*INSTRUCTION*: The listing must be reproduced in full, exactly as it stands.

(Object point labels)
══════════

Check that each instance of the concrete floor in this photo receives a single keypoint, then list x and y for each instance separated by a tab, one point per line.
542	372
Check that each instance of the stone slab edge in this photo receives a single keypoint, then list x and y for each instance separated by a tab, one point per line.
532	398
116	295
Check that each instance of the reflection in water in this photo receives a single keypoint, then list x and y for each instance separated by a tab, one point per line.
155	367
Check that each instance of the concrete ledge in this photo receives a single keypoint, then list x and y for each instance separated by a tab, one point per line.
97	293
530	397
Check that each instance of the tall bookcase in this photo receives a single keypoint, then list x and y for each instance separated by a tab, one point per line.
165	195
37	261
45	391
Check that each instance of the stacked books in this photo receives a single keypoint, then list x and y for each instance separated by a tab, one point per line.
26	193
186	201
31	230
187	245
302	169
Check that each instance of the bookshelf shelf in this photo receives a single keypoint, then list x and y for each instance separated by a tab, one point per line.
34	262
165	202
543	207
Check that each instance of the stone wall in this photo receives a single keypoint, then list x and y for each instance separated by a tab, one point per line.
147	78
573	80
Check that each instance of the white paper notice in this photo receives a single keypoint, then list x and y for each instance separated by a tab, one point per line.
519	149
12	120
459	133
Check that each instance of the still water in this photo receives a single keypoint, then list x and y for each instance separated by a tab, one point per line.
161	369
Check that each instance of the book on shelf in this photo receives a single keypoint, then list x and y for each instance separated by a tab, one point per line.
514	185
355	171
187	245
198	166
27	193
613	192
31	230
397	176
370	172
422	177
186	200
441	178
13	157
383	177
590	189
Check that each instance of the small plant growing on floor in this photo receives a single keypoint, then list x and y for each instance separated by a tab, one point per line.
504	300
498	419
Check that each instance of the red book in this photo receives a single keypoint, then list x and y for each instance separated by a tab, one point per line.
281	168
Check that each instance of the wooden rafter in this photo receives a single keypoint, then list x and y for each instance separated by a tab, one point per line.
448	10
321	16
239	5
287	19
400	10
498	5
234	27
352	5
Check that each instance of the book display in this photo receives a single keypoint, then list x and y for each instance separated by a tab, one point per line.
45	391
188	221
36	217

══════════

*RESULT OF THE EXERCISE*:
Check that each instance of the concrete floor in this photo receives a single keypoint, then list x and y for each instance separated by a tab, one point per line.
542	372
Check that each instance of the stone slab edge in this photo receives a single keypoint, then list x and y for each instance separated by a tab, one point per line.
532	398
116	295
Check that each instance of the reflection in water in this photo receives a single keypoint, then list x and y for each instance separated by a tab, one point per line.
155	367
Check that each instance of the concrete ledge in this photo receives a single keypoint, then list x and y for each instance separated by a tab, one point per line.
97	293
530	397
Check that each instance of the tall bookcase in this photo receives a single keypoint, then list x and y for each instance separated by a tab, one point per line.
165	195
37	261
45	391
Check that each instance of the stacked books in this photo receives a single keypoint, then list x and y for each instance separated by a tab, one point per line.
26	193
186	201
31	230
187	245
302	169
Check that each instance of the bookshelf shelf in this photo receives a single keypoint, then list x and y for each instance separated by a tab, one point per line.
34	262
165	202
543	207
Check that each instance of the stone wall in this photo receives a single keypoint, then list x and y for each instance separated by a tab, one point per line.
147	78
573	80
Check that each instance of the white paper notice in this photo receives a single keypoint, then list x and y for each instance separated by a tab, one point per line.
519	149
12	120
459	133
Check that each instance of the still water in this photo receives a single keypoint, then list x and y for each instance separated by a tab, one point per line.
161	369
Check that each instance of the book on shelf in this photo receives a single keypoint, then list x and y for each instance separated by a tab, one point per line.
514	185
355	171
187	245
198	166
27	193
613	192
31	230
397	176
370	172
422	177
186	200
441	178
13	157
383	177
590	189
Check that each instance of the small plant growing on floor in this photo receives a single keypoint, then list x and y for each instance separated by a tab, one point per line.
504	300
498	419
Check that each instance of the red book in this photo receives a single keypoint, then list x and y for each instance separated by a tab, one point per line.
281	168
Check that each instance of the wooden rafter in this photo receives a single keypoint, then list x and y for each instance separated by a tab, one point per line.
448	10
321	16
239	5
287	19
400	10
498	5
234	27
352	5
Check that each instance of the book display in this photo receives a single keypoint, then list x and y for each instance separated by a tab, one point per line.
45	391
188	221
36	217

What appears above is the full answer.